[Stored data entries]
######

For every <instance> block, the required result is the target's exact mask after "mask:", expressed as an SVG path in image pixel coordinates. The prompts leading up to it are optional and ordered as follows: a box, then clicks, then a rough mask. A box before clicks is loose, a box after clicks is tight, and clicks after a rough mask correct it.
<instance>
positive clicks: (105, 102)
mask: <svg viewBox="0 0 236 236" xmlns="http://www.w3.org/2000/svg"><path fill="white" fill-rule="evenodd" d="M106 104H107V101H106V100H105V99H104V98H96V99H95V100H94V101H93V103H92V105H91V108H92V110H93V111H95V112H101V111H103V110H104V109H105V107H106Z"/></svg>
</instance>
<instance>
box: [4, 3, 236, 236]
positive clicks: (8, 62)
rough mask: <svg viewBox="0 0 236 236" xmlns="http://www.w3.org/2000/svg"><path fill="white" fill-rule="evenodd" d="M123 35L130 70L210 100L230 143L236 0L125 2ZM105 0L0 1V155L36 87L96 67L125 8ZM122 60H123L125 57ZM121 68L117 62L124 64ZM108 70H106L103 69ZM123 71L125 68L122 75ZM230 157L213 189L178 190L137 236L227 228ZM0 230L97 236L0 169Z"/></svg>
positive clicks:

######

— Your goal —
Output nothing but the number of lines in the data containing the string "instance".

— Task response —
4